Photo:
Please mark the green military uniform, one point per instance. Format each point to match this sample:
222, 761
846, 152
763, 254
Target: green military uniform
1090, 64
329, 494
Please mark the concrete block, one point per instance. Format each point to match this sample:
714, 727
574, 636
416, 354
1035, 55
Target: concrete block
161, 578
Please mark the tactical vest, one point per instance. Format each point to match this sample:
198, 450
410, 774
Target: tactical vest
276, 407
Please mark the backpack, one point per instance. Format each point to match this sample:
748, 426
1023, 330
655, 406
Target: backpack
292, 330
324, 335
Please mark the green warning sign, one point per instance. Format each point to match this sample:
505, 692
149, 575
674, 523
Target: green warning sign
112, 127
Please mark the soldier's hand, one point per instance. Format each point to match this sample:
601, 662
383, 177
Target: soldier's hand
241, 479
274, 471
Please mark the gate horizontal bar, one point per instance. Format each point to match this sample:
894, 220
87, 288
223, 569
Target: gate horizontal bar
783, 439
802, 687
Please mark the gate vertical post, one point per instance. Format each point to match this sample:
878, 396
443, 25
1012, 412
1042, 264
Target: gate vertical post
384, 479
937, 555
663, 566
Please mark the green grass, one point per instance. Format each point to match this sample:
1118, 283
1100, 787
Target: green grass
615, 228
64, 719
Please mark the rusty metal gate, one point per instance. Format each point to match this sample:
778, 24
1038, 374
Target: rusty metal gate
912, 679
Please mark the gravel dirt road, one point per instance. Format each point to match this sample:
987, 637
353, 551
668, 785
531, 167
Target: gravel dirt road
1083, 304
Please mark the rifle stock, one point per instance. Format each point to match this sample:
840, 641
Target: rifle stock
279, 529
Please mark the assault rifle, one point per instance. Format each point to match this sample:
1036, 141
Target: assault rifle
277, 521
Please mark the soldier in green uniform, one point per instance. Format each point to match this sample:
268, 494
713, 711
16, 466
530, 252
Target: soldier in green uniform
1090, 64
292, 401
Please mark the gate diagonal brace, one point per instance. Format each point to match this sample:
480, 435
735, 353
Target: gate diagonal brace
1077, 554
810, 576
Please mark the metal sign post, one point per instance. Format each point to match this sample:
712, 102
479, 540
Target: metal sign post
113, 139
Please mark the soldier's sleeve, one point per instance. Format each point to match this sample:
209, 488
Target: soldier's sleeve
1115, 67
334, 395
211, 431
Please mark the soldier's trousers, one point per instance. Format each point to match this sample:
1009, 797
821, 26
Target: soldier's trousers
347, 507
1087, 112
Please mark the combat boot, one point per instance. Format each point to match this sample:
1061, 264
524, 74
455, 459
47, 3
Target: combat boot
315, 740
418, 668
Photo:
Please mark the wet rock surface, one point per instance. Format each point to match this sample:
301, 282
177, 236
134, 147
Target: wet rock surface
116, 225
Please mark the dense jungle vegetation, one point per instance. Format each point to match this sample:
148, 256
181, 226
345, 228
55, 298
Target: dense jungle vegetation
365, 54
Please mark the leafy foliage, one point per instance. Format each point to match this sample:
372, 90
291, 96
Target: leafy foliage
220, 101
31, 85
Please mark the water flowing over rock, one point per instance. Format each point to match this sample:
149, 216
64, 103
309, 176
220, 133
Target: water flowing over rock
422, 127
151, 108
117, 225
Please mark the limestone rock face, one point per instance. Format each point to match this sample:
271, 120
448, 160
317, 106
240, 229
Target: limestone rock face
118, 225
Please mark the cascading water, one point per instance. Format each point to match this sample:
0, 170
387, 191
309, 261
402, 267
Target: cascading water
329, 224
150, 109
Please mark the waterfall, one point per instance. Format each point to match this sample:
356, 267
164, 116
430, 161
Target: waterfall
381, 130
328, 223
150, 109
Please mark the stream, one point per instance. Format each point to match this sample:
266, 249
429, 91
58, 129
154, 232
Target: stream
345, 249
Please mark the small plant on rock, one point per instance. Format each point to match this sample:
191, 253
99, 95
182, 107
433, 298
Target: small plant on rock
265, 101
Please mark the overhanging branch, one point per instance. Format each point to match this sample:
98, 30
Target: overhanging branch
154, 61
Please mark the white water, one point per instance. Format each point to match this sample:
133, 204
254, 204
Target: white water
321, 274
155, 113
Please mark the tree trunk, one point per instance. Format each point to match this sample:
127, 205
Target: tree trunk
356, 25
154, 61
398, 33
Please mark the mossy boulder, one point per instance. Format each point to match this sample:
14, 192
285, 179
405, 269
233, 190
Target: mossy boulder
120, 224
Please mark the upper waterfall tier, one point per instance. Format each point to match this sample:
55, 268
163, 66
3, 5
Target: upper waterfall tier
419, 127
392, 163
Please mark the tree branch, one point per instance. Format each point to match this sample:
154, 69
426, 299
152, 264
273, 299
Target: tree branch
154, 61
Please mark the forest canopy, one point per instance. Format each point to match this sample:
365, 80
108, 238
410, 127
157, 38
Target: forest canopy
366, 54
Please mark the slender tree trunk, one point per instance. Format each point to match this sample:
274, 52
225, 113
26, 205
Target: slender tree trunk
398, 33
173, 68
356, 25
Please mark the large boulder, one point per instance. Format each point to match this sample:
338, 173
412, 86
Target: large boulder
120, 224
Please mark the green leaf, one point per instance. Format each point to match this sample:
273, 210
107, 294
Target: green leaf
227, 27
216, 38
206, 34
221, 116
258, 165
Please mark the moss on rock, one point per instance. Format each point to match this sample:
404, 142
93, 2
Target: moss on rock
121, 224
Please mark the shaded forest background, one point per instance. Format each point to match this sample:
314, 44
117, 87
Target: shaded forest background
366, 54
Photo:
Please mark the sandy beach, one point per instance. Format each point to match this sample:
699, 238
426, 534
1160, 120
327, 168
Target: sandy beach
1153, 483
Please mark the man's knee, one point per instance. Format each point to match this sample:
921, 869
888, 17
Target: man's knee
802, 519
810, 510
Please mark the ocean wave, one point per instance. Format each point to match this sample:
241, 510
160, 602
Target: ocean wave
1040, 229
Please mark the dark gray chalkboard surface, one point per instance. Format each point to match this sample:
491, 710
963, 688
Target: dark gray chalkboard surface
□ □ □
**Exercise**
Give back exactly the lines running from the line containing "Please mark the shaded" through the end of the material above, both included, and nothing beyond them.

**Final result**
Please mark the shaded forest background, one point per instance. Format each point to match this sample:
314, 44
117, 87
Target: shaded forest background
366, 54
Photo:
Please mark the sandy beach, one point per instance. Format each point to match this sample:
699, 238
426, 534
1160, 120
327, 168
Target: sandy beach
1153, 483
Please mark the man's knee, one point per instance. Format each point to match this sample:
921, 869
888, 17
Target: man's knee
802, 519
810, 510
Please mark the ocean wave, one point per instance. Format each point to match this sample:
241, 510
160, 602
Target: ocean wave
1040, 229
Please mark the dark gray chalkboard surface, one point per instance. Format each point to match this sample:
491, 710
963, 688
Target: dark gray chalkboard surface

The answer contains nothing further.